Record list:
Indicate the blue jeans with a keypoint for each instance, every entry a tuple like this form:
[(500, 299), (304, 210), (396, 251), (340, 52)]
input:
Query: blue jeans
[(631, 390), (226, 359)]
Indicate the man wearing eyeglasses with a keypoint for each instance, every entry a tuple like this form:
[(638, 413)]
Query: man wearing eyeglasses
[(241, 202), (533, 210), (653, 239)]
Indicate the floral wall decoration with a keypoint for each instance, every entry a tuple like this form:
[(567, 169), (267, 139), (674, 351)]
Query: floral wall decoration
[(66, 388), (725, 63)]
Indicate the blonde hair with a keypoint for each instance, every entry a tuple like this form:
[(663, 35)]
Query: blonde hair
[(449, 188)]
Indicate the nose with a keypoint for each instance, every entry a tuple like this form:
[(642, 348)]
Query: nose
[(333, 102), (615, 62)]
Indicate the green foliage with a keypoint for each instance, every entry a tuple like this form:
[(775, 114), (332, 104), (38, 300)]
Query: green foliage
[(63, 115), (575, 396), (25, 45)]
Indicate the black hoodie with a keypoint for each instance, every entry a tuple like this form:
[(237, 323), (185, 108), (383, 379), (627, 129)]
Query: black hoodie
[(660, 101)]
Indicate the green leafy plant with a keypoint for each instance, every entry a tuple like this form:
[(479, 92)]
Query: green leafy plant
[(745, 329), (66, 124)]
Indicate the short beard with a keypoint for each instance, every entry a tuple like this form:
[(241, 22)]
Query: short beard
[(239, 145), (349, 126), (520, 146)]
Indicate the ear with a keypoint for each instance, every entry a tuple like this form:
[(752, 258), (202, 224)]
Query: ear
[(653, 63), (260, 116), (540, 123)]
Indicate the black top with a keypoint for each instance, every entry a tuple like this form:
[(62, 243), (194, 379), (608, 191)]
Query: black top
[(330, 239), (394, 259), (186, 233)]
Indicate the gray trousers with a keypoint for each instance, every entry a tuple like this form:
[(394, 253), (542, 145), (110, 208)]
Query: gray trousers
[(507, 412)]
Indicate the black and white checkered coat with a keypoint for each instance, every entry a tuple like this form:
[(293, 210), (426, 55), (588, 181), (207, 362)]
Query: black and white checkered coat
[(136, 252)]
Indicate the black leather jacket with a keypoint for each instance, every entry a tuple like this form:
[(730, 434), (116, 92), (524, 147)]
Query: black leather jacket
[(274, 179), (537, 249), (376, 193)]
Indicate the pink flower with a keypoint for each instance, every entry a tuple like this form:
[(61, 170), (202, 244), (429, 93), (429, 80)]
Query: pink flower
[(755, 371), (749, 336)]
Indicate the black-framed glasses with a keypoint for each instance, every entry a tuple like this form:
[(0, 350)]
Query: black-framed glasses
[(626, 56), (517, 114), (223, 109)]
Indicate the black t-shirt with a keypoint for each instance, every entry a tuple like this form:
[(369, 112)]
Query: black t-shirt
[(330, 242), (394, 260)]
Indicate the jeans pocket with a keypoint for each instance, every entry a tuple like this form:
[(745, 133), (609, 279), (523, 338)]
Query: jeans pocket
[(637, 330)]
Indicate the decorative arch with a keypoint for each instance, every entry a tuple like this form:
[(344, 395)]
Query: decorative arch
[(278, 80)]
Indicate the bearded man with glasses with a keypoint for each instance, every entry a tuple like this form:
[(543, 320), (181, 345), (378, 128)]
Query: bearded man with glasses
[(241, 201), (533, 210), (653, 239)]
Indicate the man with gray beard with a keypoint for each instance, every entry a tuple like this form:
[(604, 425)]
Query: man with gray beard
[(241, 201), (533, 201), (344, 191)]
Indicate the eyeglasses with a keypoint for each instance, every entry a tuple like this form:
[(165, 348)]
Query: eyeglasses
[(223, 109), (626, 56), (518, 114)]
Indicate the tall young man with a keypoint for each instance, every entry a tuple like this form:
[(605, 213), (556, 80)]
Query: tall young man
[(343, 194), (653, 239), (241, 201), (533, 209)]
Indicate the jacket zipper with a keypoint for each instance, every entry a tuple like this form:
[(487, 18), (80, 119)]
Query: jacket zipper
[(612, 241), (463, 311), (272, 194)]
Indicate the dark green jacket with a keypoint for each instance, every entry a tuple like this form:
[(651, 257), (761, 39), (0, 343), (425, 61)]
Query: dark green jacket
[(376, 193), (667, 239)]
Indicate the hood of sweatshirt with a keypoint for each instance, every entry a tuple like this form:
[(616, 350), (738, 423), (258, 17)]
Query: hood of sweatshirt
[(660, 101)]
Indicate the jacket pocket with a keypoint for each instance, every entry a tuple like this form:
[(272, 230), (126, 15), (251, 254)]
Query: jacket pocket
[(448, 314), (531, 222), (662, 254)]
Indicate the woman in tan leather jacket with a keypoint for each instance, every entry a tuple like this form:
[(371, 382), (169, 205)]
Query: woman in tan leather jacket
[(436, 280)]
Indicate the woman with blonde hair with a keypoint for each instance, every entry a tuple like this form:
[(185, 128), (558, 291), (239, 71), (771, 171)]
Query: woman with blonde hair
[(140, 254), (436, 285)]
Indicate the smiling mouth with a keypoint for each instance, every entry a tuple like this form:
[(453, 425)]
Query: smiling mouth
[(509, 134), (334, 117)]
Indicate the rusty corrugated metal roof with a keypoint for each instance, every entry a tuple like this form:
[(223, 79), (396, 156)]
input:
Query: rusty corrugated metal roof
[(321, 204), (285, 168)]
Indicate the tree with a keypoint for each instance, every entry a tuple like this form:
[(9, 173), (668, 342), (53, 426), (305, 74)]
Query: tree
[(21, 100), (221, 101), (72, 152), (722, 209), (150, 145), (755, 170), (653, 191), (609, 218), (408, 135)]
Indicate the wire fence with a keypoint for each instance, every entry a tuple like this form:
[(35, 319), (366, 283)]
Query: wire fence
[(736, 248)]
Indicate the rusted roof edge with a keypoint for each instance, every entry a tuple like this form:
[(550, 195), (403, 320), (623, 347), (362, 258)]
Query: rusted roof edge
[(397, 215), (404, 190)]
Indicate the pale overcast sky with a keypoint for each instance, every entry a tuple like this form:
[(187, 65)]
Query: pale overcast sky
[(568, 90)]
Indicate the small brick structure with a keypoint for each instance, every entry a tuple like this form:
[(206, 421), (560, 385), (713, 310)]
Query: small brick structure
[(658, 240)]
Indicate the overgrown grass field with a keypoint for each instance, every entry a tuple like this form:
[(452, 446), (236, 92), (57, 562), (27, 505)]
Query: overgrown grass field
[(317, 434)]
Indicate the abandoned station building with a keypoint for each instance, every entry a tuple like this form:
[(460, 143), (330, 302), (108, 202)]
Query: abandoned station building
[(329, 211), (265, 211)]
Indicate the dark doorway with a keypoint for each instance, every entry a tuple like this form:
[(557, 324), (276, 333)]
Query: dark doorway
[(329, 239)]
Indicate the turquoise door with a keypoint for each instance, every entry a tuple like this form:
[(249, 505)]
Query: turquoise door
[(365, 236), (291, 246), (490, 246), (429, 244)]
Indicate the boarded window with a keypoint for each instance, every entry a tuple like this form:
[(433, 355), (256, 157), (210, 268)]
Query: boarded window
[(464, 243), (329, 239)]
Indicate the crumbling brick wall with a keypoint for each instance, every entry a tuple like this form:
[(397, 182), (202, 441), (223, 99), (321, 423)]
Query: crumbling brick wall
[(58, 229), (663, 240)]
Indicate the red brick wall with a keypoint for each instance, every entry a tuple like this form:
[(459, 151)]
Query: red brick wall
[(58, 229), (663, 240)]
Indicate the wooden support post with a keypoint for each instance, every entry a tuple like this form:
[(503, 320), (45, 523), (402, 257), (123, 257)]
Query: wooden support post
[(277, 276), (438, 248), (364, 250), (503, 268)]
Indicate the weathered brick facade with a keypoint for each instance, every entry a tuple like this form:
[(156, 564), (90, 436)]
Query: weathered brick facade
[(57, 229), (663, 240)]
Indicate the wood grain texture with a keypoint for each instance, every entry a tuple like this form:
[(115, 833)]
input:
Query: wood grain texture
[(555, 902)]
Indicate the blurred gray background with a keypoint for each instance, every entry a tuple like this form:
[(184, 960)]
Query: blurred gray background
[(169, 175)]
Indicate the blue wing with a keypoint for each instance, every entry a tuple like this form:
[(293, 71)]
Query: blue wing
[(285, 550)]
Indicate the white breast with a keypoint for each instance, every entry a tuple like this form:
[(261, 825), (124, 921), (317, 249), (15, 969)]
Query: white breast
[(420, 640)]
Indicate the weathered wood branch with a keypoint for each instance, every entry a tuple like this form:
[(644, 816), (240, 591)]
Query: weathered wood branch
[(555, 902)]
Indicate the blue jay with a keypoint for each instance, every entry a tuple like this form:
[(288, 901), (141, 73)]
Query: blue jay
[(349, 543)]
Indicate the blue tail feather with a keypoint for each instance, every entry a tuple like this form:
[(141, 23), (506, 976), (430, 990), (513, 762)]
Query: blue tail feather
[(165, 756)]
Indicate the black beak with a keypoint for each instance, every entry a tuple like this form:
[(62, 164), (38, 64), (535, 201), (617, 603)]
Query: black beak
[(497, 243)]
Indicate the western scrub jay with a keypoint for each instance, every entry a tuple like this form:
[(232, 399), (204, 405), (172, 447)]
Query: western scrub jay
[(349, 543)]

Request:
Please copy the lines of the material above without changes, from the line with "Indicate the eyeglasses" to the line with "[(343, 194), (653, 239), (241, 201), (533, 209)]", including both of those lines.

Right answer:
Indicate the eyeglasses with a keypoint for each instance, every entry a tuple like this form:
[(165, 348)]
Query: eyeglasses
[(223, 109), (626, 56), (518, 114)]
Indicate the tall young man with a keypoint for each instance, every entry a tuple like this form:
[(605, 213), (556, 80)]
Query: tall young man
[(343, 194), (653, 239), (241, 201), (533, 209)]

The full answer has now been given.